Petunjuk Tugas:
Alihkan ke bahasa Inggris kalimat dari opini tentang krisis air di balik AI ini: "Namun, di balik narasi optimisme tersebut, tersembunyi paradoks besar: revolusi digital yang digerakkan AI ternyata sangat haus air."

OPINI

AI yang Haus: Krisis Air di Balik Revolusi Digital

Data center dengan teknologi AI yang dikembangkan Schneider Electric bersama NVIDIA. Foto: Schneider electric
Data center dengan teknologi AI yang dikembangkan Schneider Electric bersama NVIDIA. Foto: Schneider electric
Oleh: Aswin Rivai*

Dalam imajinasi publik, kecerdasan buatan (AI) sering digambarkan sebagai jalan menuju masa depan yang efisien dan canggih yaitu mampu meningkatkan produktivitas, mengefisienkan layanan publik, hingga mempercepat pertumbuhan ekonomi digital.

Namun, di balik narasi optimisme tersebut, tersembunyi paradoks besar: revolusi digital yang digerakkan AI ternyata sangat haus air.

Air bukan sekadar sumber kehidupan, tetapi kini menjadi bahan bakar tersembunyi dari era digital. Mesin yang melatih dan menjalankan model AI, dari ChatGPT hingga Google Cloud, bergantung pada sistem pendinginan yang membutuhkan jutaan liter air setiap hari untuk mencegah panas berlebih di pusat data (data center).

AI bukan hanya mengonsumsi energi listrik yang besar, tetapi juga memiliki jejak fisik yang nyata dalam bentuk konsumsi air masif, polusi, dan tekanan terhadap ekosistem lokal —isu yang kini mulai mengemuka di banyak negara, termasuk Indonesia.

Laporan Water Atlas dari Heinrich Böll Foundation (2024) menunjukkan bahwa pertumbuhan pesat pusat data AI telah memperparah kekeringan di berbagai wilayah dunia, mulai dari Chile hingga Afrika Selatan.
Di Uruguay, protes besar terjadi setelah Google mengajukan izin pembangunan pusat data saat negara itu mengalami kekeringan terparah dalam 70 tahun terakhir. Ironisnya, Google diberi izin mengambil air tawar, sementara masyarakat harus merebus air asin untuk minum.

Daftar Entri:

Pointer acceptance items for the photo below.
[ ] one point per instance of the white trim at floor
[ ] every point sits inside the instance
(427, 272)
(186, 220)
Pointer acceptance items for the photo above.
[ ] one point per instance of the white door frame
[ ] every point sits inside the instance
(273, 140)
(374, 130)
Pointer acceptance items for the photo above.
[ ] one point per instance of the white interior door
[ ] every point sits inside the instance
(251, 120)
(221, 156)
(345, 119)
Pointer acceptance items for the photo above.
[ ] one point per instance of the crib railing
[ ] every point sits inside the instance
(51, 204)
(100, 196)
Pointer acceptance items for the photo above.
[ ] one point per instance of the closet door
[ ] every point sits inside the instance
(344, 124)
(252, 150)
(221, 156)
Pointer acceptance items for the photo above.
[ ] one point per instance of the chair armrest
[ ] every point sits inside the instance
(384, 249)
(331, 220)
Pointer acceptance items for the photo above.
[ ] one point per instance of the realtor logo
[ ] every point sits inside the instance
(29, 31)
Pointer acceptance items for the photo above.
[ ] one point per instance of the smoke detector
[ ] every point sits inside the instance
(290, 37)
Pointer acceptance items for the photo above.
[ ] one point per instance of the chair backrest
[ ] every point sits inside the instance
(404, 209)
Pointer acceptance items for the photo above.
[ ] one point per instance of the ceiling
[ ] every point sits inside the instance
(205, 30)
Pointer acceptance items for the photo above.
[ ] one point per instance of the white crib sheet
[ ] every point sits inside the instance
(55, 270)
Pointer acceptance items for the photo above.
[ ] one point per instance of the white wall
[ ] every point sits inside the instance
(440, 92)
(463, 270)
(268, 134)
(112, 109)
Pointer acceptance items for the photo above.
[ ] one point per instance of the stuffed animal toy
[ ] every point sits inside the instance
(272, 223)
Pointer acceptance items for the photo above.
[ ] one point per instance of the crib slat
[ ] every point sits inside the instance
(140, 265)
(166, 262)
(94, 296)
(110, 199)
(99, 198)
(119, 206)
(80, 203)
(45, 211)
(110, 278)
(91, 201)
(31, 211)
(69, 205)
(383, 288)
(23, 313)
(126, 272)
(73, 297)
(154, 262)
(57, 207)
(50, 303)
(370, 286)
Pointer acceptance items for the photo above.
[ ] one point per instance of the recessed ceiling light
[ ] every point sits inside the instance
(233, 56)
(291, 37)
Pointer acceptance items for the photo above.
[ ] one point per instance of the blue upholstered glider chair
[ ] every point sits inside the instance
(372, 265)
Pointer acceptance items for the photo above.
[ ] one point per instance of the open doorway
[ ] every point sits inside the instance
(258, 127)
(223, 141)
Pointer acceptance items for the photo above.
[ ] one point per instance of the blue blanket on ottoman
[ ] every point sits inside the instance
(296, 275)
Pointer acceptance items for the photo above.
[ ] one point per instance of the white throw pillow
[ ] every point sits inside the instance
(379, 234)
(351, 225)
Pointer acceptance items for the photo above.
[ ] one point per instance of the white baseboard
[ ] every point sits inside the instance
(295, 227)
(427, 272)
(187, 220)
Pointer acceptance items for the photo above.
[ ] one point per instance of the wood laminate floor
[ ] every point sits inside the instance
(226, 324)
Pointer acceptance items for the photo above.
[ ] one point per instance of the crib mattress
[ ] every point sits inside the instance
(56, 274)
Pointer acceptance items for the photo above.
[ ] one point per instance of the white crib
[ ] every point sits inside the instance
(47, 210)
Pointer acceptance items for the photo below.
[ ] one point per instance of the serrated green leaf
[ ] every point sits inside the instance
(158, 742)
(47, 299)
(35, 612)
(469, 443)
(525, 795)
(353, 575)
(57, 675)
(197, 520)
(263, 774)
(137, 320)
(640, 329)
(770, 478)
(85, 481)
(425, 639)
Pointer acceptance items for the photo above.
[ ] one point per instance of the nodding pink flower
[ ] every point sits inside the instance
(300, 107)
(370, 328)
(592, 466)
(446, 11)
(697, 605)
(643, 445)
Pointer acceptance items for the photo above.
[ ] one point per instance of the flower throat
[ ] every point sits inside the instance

Jawaban Latihan:
However, behind that narrative of optimism lies a great paradox: the AI-driven digital revolution turns out to be extremely thirsty for water.